» **SET EXERCISE**
Revise all of the rows below by changing every "one point per instance" to "a single point per instance", and leave everything else as it is.

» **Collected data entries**
--- start ---
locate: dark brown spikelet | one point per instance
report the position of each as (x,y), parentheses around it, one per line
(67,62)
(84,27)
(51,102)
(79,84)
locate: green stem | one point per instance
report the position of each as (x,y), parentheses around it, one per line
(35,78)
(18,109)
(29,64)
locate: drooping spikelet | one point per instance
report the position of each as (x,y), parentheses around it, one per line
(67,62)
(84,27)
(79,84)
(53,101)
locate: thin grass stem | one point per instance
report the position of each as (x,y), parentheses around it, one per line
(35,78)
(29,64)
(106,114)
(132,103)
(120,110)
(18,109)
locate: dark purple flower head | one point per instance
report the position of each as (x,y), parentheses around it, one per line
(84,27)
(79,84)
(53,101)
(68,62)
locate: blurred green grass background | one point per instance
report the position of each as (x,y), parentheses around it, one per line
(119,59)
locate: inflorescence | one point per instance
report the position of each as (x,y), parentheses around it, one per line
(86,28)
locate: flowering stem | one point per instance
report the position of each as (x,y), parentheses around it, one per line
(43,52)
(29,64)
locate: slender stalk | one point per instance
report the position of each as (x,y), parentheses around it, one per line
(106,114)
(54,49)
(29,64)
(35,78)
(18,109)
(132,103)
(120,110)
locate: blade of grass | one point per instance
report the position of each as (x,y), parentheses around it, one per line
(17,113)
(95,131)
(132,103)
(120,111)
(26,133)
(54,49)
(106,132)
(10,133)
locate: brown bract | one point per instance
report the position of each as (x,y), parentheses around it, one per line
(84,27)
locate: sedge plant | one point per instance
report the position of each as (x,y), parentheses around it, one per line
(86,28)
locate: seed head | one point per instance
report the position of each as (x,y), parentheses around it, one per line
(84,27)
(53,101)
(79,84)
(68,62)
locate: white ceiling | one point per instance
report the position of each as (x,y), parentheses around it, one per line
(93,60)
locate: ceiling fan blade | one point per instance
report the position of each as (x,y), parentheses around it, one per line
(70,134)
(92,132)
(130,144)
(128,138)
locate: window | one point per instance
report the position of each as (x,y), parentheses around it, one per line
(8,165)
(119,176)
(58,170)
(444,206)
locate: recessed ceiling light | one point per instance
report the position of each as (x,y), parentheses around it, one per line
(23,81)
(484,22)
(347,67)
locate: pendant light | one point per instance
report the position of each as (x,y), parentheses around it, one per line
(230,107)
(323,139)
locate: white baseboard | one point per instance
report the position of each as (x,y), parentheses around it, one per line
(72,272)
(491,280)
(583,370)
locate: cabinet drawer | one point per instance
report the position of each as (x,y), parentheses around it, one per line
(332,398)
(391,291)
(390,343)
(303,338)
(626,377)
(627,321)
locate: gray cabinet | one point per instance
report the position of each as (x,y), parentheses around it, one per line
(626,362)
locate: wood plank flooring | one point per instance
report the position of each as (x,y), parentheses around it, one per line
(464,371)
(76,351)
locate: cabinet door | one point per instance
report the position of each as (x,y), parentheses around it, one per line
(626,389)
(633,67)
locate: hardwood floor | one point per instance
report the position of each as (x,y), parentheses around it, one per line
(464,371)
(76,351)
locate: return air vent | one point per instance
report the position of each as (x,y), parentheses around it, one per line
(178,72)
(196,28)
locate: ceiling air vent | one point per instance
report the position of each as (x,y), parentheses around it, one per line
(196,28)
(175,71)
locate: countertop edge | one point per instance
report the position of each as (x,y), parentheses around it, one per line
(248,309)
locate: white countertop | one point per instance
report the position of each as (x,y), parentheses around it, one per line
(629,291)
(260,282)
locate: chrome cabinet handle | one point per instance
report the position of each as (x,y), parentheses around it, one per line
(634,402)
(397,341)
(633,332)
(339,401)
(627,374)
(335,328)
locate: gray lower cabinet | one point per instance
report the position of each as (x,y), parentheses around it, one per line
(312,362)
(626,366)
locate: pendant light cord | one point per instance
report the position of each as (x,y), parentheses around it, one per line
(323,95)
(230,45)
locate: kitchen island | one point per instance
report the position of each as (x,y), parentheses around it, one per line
--- end ---
» **WRITTEN RESPONSE**
locate: dark brown spikelet | a single point per instance
report the position of each as (x,y), parentheses around it, one per line
(67,62)
(84,27)
(51,102)
(79,84)
locate: green stem | a single point per instance
report the position of each as (x,y), parentheses around it, one per line
(35,78)
(18,109)
(29,64)
locate: drooping spikelet | a single point per instance
report the position of each as (x,y), parentheses around it, one per line
(67,62)
(84,27)
(79,84)
(53,101)
locate: thin grass stem | a single point per instance
report the position of each as (x,y), parentheses around it, one per line
(35,78)
(29,64)
(106,114)
(132,103)
(120,110)
(18,109)
locate: dark purple flower head | a single point per instance
report the position of each as (x,y), parentheses around it, one per line
(84,27)
(79,84)
(53,101)
(68,62)
locate: blurred green grass background | a single point per instance
report the position of each as (x,y), parentheses around it, one per line
(119,59)
locate: inflorescence | a single point per instance
report the position of each as (x,y), parentheses around it, one per line
(86,28)
locate: flowering stem | a single point per instance
report the position of each as (x,y), parentheses around it, one per line
(43,52)
(29,64)
locate: slender stalk | a single point per instance
report the position of each as (x,y), parentheses around it, one per line
(106,114)
(54,49)
(29,64)
(35,78)
(18,109)
(132,103)
(120,110)
locate: blade of grass | a single point per instance
report the position of each as (x,y), parentheses around it, one per line
(17,113)
(95,131)
(132,103)
(120,111)
(26,133)
(54,49)
(106,132)
(10,133)
locate: brown bract | a single point per instance
report the position of each as (x,y), parentheses around it, one per line
(84,27)
locate: sedge plant | a single point per instance
report the position of each as (x,y), parentheses around it, one per line
(86,28)
locate: seed head | a single point per instance
report the position of each as (x,y), parentheses around it, one per line
(84,27)
(53,101)
(79,84)
(68,62)
locate: white ceiling | a single point per instance
report the position of each as (x,y), parentheses around it, one per line
(93,60)
locate: ceiling fan blade | a single point per instance
report the position of each as (x,y), parentheses around it, one per line
(70,134)
(92,132)
(130,144)
(128,138)
locate: window | a single point per instance
report the position of each as (x,y), parentheses around it, one per line
(8,165)
(119,176)
(58,170)
(444,206)
locate: recessed ceiling light | a single point per instance
report the position of each as (x,y), parentheses around it, one per line
(23,81)
(484,22)
(347,67)
locate: pendant light | a single point per instance
report the position of each as (x,y), parentheses around it, one per line
(230,107)
(323,139)
locate: white baseboard | a single point per instance
report the position of each as (x,y), parentheses around it, one per line
(72,272)
(491,280)
(583,370)
locate: cabinet drawer | a single point per instance
report the position of each as (x,y), parentheses around it, one per line
(332,398)
(391,291)
(390,343)
(303,338)
(626,377)
(627,321)
locate: gray cabinet | a single point per instance
report the position of each as (x,y), parentheses around it, one per line
(626,362)
locate: wood plank flooring | a single point per instance
report the position of each as (x,y), parentheses around it, one per line
(464,371)
(76,351)
locate: cabinet door | a single point per instance
report the position of each as (x,y), parentheses around it, one per line
(626,389)
(633,67)
locate: hardwood floor | a single point per instance
report the position of each as (x,y), parentheses around it, one per line
(464,371)
(76,351)
locate: return air vent | a single point per instance
report the position of each as (x,y), parentheses around it, one per line
(178,72)
(196,28)
locate: ceiling air vent | a single point per instance
report the position of each as (x,y), parentheses around it, one per line
(196,28)
(175,71)
locate: countertop edge | a single point per instance
report the position of each as (x,y), parentheses around it, one per line
(248,309)
locate: white countertop | a single point per instance
report the position of each as (x,y), parentheses around it, one per line
(629,291)
(260,282)
locate: chrome cabinet handle | a single point per instance
report the position of each as (x,y), parentheses around it, one per line
(634,402)
(397,341)
(633,332)
(339,401)
(627,374)
(335,328)
locate: gray lower cabinet | a single point per instance
report the position of each as (x,y), parentheses around it, one per line
(312,362)
(626,366)
locate: pendant light cord | a single point per instance
report the position of each as (x,y), parentheses around it, one per line
(323,95)
(230,45)
locate: kitchen island | a single point per instance
report the position of each as (x,y), parentheses around it, one per line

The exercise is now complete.